Task prompt » Make an exact copy of the data below, leaving out every picture.

Excerpts of location labeling data:
--------

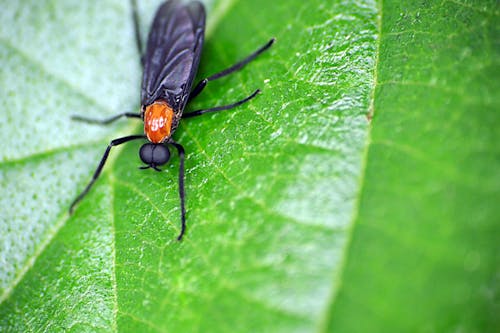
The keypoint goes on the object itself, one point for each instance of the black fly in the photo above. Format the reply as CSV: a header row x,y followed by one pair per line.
x,y
170,63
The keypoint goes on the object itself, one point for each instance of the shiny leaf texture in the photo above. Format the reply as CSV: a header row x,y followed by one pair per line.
x,y
304,212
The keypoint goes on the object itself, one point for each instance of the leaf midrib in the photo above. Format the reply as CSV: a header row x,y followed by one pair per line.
x,y
337,282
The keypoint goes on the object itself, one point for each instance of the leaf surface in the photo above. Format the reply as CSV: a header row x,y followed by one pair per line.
x,y
302,215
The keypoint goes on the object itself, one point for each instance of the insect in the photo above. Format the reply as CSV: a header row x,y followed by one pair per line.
x,y
170,62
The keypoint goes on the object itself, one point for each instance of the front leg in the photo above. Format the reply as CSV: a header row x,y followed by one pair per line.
x,y
107,120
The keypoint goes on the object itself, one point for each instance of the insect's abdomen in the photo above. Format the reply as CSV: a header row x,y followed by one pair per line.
x,y
158,118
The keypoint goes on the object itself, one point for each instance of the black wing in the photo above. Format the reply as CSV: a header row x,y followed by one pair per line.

--------

Output for this exercise »
The keypoint goes on the object itself, one point for each instance of the black fly in the photo above. Format the reply as CSV: a header row x,y followed by one pair per line.
x,y
170,63
The keypoint goes on the object itself, one point for each instance of the shiny leaf texture in the photo above. Format the reply as CSV: a header row x,y followed by one pair per line.
x,y
304,212
The keypoint goes on the object itself, one point for each instance of the leaf midrib in the photo above. Format the reply as CSV: a header row x,y followed by one pair per line.
x,y
337,282
The keypoint goes on the object itself, one point for each instance of the leaf surface in the photo above. Format the reply as CSV: a header row x,y followed by one pair per line.
x,y
302,215
The keypoint goes on the object itself, one point for each instance of the insect in the photo above. Format the reply as CSV: a header row x,y followed by one pair per line.
x,y
170,62
The keypoint goes on the object itself, one point for each instance of the front leg in the photo above. Format the reply as CSV: a header row x,y followed by one pair per line.
x,y
107,120
The keypoint goes on the object itself, one point for each instance of the insect's abdomen in the photo above. Format the reply as CSV: a header row x,y followed by one pair per line.
x,y
158,118
The keypoint goes on the object itself, one point for each instance of the black wing in the photo above. Format the reply as CSV: a header row x,y followed by one pair per line.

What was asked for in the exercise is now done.